PETUNJUK TUGAS:
A – Menurut teks bacaan tentang malam 12 Oktober di Bali, berapa usia Jegeg pada malam itu?
B – Berdasarkan teks bacaan tentang malam 12 Oktober di Bali, jelaskan mengapa Jegeg seharusnya tidak pentas pada malam itu.

TEKS BACAAN:
= = = = =

“Hyang Widhi..” (Tuhan Yang Maha Esa..) Ini kata terakhir saat malam naas itu.
Penyebutan yang tidak biasa. Penuh penyesalan seolah memeluk Tuhan yang begitu dekat. Tak ada yang tersisa, kecuali suara teriakan penolakan. Suara itu masih terdengar, hingga sekarang.
Malam 12 Oktober yang tak pantas diperingati. Menolak untuk melupakan bagaimana malam itu merapuhkan setiap sisi Bali. Termasuk harapan.
Seharusnya Jegeg (sebut saja begitu) tidak pentas malam itu. Ia mengaku tak ada gairah menari. Namun, alasan itu tak menjadi firasat keluarganya. Jegeg, gadis ranum yang baru menginjak 17 tahun harus merelakan tubuhnya untuk dikenang.
Ia memiliki jemari yang membuat penontonya terhipnotis. Seharusnya, Jegeg hari ini masih menari. Ya, mungkin ia masih menari, tetapi di surga.
“Saya sering lewat. Ada kepala ayah yang memanggil saya. Katanya Ayah lelah di sana..”

= = = = =

[Entri pelabelan lokasi gambar]

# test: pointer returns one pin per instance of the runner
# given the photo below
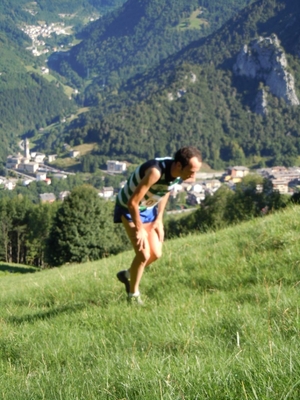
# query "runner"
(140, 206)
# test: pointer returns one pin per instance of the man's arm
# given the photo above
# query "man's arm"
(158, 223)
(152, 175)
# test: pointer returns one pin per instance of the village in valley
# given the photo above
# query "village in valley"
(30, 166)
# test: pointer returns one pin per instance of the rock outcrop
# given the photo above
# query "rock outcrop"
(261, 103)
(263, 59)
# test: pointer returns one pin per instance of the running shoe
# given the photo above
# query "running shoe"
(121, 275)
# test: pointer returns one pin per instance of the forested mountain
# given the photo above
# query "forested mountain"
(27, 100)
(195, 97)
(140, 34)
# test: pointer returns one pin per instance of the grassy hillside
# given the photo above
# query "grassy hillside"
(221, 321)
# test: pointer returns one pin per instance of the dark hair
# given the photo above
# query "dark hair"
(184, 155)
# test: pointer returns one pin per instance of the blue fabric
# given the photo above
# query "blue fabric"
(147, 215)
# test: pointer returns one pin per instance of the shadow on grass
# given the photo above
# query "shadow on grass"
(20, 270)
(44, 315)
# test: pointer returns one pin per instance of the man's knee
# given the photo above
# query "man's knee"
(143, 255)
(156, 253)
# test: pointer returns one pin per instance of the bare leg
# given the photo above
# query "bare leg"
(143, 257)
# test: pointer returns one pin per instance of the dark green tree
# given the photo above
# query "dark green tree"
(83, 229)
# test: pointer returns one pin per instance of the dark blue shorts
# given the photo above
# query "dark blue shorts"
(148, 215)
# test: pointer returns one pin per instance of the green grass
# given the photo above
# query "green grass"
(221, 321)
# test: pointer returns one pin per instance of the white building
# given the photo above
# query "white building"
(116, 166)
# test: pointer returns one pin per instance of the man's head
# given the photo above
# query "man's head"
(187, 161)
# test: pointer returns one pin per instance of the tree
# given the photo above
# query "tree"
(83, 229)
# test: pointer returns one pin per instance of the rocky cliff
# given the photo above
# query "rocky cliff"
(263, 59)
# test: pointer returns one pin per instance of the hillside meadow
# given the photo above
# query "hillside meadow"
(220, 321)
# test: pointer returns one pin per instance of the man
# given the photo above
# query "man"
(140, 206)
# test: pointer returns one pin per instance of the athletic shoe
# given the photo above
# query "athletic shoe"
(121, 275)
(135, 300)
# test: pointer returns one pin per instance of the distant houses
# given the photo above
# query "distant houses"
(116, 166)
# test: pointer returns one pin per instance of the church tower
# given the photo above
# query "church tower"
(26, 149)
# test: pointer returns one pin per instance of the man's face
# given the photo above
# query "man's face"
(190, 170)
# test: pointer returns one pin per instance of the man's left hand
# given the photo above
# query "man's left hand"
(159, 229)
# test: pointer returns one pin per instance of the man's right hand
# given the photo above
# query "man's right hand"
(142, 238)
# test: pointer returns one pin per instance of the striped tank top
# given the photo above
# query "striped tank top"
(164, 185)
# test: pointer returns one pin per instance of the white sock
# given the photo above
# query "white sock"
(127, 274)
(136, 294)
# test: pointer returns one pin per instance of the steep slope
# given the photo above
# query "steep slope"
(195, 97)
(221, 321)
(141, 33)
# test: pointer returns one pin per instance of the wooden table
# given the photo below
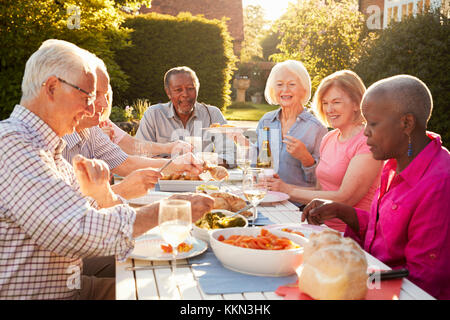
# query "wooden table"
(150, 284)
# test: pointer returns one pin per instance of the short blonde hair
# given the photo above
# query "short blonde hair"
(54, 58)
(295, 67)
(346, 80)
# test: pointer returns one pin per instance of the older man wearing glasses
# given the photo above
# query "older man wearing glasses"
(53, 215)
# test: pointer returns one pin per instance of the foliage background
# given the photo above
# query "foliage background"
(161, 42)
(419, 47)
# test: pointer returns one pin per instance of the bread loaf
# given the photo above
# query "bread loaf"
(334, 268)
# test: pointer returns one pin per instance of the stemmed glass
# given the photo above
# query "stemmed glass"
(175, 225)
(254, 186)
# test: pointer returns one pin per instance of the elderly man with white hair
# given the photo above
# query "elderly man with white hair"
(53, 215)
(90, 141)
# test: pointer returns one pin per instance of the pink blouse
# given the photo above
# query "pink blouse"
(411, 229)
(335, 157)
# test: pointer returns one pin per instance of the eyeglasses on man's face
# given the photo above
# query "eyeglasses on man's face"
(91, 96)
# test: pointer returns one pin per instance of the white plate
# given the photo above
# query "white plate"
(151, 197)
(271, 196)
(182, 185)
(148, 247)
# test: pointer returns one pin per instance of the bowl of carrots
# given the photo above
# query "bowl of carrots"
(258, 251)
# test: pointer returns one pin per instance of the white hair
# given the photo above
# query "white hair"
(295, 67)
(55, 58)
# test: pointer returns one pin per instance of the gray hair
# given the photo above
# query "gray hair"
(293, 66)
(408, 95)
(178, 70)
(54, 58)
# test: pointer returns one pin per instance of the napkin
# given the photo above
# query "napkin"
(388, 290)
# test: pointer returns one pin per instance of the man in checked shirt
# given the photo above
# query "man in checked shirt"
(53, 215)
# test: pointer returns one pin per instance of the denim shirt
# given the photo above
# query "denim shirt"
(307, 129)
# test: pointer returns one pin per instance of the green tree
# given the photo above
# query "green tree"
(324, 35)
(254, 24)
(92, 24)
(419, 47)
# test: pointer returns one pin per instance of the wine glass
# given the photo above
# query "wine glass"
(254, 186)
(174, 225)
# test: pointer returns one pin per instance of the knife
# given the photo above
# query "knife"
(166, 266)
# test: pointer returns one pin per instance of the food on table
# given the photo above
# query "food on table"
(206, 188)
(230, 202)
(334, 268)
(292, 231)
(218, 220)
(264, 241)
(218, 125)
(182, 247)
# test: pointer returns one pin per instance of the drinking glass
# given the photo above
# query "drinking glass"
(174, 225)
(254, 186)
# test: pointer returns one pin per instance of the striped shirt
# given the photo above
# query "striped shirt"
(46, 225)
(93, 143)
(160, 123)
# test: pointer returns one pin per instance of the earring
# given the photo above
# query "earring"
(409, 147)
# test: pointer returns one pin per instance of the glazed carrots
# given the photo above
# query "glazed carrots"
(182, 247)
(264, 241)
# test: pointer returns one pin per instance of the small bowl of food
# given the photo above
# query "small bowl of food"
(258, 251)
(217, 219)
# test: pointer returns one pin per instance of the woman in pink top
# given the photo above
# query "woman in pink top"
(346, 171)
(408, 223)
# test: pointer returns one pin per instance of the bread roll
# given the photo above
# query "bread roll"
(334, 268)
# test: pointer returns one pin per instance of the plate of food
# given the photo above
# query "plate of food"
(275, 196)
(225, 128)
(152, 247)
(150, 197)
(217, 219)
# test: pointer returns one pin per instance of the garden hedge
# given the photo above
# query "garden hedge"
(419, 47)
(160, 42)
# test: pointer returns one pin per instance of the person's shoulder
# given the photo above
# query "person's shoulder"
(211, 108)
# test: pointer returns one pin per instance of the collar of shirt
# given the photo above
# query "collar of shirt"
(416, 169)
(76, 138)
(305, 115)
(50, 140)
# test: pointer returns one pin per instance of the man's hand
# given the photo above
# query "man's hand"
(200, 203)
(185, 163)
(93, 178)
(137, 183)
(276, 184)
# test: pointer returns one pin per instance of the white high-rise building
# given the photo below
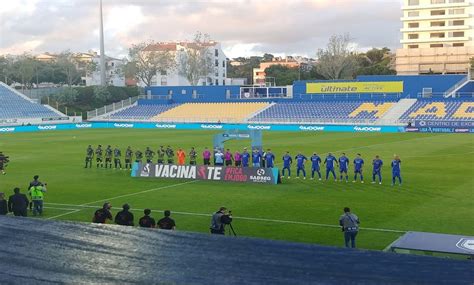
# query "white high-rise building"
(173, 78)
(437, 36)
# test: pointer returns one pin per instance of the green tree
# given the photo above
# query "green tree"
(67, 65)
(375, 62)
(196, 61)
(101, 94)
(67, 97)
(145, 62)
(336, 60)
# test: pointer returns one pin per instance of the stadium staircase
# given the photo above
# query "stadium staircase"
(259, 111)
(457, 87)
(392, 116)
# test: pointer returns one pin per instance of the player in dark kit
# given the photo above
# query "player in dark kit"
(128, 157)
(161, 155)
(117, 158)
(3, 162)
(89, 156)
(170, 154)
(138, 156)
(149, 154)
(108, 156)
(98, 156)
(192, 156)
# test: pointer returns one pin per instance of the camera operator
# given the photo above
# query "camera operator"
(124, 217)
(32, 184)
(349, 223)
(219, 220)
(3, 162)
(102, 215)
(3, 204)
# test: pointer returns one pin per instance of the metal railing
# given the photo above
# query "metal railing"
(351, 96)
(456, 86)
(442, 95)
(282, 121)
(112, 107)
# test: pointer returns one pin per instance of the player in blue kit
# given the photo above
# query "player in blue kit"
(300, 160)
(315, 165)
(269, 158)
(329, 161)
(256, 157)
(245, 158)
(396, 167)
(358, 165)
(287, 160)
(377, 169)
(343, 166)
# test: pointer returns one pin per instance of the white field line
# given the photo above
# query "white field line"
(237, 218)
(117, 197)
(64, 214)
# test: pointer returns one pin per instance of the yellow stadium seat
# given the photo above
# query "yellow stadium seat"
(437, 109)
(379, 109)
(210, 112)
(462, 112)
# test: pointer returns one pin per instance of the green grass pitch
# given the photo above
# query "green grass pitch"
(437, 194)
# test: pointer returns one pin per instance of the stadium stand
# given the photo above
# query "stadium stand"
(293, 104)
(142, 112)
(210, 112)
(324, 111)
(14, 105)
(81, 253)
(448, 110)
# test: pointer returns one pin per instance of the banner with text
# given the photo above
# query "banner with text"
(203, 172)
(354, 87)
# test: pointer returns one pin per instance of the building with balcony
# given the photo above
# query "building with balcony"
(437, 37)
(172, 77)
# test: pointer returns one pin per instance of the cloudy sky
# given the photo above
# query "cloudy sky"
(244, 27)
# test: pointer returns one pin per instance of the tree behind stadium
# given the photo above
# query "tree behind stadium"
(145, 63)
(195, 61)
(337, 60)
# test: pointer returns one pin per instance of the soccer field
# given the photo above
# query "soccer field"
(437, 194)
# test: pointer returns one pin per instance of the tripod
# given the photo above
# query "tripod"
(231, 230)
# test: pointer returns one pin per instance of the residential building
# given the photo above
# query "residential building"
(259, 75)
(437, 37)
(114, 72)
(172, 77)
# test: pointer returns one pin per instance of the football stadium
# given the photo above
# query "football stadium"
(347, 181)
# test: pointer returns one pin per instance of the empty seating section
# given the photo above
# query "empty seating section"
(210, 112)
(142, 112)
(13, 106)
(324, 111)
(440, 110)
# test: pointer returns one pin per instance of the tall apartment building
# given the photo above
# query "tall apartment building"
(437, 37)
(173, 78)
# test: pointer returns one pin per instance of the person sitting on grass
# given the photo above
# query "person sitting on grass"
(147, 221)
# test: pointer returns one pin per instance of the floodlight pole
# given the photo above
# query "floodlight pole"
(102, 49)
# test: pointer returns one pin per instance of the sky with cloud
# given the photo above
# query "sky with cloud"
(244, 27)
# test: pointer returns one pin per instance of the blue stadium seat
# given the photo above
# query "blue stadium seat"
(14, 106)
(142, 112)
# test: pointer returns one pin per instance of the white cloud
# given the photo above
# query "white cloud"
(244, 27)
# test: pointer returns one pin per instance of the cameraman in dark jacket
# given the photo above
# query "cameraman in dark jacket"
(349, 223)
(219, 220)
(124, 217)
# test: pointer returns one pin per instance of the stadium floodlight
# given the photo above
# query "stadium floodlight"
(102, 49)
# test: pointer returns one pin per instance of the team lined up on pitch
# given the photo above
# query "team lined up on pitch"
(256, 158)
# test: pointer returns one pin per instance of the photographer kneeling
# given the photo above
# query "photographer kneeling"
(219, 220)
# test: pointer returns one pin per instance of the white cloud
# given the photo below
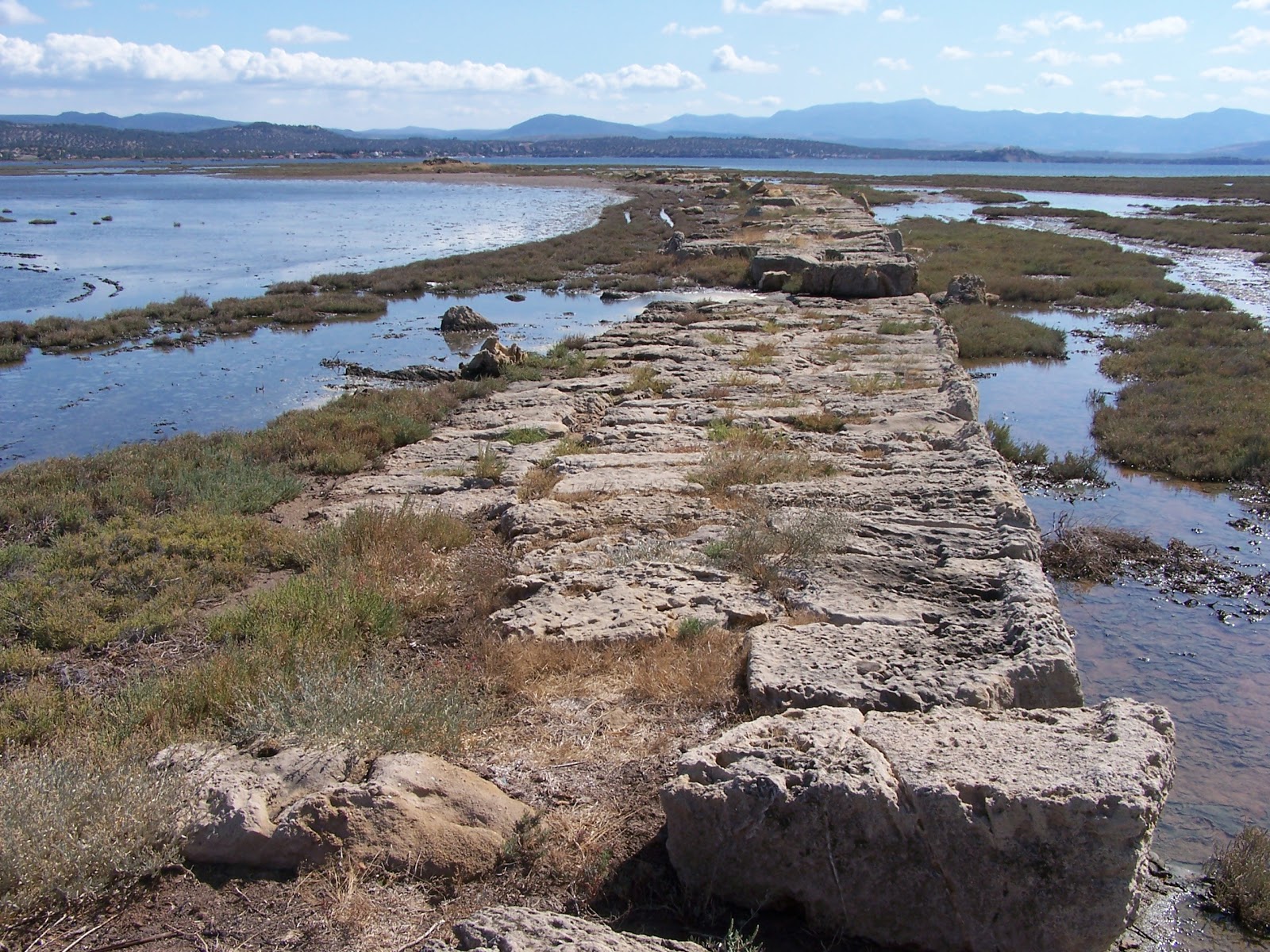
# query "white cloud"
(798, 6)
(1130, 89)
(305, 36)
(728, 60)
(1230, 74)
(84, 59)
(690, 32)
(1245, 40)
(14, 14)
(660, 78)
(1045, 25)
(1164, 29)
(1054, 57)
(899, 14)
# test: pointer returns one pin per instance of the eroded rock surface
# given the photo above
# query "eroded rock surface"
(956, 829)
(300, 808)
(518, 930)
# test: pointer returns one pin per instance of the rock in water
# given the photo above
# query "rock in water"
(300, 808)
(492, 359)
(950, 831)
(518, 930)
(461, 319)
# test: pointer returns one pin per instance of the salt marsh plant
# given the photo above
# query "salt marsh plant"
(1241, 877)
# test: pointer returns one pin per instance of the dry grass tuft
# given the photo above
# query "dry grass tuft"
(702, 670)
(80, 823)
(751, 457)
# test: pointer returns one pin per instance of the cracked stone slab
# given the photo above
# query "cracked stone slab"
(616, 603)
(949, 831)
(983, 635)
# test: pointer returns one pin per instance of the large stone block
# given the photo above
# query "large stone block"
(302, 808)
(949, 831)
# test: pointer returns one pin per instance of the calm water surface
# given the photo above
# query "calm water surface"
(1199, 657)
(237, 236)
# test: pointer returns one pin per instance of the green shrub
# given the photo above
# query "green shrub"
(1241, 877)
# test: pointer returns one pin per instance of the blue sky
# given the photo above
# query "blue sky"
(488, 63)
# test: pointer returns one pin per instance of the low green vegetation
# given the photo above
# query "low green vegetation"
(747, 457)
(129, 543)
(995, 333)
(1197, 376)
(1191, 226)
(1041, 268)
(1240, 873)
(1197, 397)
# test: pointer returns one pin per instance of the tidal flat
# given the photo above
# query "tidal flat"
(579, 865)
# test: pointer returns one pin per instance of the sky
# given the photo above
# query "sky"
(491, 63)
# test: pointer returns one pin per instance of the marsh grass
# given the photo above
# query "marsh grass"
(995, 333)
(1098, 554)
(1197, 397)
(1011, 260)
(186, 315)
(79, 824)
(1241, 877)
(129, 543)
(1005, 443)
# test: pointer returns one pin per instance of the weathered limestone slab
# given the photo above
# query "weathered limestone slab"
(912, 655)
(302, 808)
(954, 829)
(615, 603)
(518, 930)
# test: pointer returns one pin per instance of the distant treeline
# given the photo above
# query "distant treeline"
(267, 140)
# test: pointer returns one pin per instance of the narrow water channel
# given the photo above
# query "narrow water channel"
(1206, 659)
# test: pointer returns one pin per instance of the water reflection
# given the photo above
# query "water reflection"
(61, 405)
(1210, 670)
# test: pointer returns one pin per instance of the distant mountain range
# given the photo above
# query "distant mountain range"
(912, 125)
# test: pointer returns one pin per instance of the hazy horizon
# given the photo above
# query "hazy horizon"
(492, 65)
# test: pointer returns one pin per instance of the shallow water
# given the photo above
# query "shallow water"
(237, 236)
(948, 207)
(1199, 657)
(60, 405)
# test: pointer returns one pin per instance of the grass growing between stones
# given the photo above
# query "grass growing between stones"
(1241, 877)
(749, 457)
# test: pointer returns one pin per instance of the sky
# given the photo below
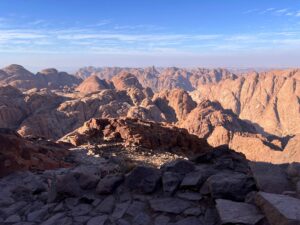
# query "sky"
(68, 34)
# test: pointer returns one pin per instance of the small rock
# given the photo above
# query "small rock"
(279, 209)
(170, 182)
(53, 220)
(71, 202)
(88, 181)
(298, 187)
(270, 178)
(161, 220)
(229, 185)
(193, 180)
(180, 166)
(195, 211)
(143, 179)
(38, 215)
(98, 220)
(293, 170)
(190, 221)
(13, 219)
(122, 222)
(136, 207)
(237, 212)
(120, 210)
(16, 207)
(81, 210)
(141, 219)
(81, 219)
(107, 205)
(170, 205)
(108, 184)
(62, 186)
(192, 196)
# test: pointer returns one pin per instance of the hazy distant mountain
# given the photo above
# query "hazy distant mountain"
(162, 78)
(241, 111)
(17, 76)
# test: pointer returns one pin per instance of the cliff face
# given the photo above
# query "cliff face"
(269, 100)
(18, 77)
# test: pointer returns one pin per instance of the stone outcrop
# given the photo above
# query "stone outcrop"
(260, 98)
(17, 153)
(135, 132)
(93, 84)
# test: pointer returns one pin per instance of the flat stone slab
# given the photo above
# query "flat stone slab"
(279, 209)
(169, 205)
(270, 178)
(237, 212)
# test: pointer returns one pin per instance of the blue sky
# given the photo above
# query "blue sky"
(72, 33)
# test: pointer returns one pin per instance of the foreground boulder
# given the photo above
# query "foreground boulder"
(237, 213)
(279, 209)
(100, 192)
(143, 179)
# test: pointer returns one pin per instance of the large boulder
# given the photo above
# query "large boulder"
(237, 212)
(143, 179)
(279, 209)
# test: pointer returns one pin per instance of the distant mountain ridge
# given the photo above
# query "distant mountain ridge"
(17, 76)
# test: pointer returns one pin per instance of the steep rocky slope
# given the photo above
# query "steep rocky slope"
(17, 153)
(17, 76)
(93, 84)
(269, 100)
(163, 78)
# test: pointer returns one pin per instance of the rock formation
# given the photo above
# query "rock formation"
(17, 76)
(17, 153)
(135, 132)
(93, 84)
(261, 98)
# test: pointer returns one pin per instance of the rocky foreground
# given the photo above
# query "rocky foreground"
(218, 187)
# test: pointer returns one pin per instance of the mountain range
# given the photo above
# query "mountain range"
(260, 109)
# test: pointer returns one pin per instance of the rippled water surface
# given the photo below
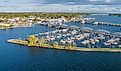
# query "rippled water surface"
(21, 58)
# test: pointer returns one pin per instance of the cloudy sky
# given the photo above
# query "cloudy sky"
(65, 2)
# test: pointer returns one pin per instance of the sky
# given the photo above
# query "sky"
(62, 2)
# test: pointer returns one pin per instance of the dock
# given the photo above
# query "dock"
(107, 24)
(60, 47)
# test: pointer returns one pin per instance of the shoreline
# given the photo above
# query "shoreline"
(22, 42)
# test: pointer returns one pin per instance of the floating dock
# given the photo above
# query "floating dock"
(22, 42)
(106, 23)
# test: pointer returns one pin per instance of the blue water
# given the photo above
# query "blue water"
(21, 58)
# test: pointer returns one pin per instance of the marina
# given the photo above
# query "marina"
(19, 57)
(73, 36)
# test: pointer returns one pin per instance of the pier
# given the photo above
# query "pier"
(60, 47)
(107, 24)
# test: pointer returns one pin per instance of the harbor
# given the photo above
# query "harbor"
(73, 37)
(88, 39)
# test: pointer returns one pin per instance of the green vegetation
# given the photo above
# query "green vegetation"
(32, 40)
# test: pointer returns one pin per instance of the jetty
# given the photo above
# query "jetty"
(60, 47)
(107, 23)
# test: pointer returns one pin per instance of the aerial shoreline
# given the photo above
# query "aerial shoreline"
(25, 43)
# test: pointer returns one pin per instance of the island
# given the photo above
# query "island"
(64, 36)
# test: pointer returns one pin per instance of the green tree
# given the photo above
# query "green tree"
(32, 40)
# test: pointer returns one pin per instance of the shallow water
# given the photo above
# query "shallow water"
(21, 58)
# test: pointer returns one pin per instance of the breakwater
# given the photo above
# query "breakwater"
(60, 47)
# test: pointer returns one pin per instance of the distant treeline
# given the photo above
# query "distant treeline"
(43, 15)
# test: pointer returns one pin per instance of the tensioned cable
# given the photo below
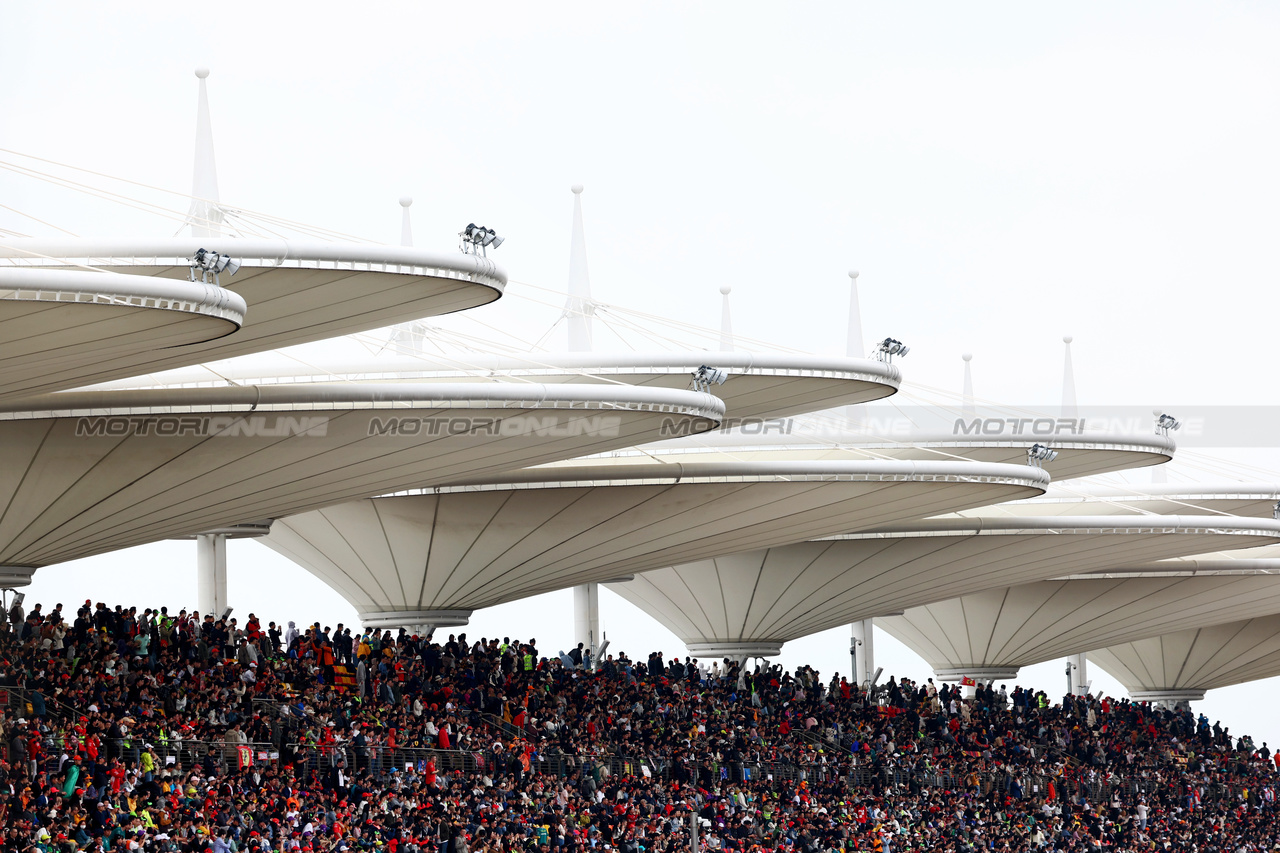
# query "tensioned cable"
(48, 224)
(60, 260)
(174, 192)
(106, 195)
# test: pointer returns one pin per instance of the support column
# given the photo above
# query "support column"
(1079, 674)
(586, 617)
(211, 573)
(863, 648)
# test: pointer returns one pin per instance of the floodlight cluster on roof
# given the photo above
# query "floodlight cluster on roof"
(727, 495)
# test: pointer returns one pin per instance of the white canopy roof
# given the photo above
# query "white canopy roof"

= = = = =

JAWABAN TUGAS:
A – Jegeg baru menginjak usia 17 tahun.

B – Jegeg mengaku tidak memiliki gairah untuk menari pada malam itu. Namun, keluarganya tidak menangkap alasan tersebut sebagai sebuah firasat.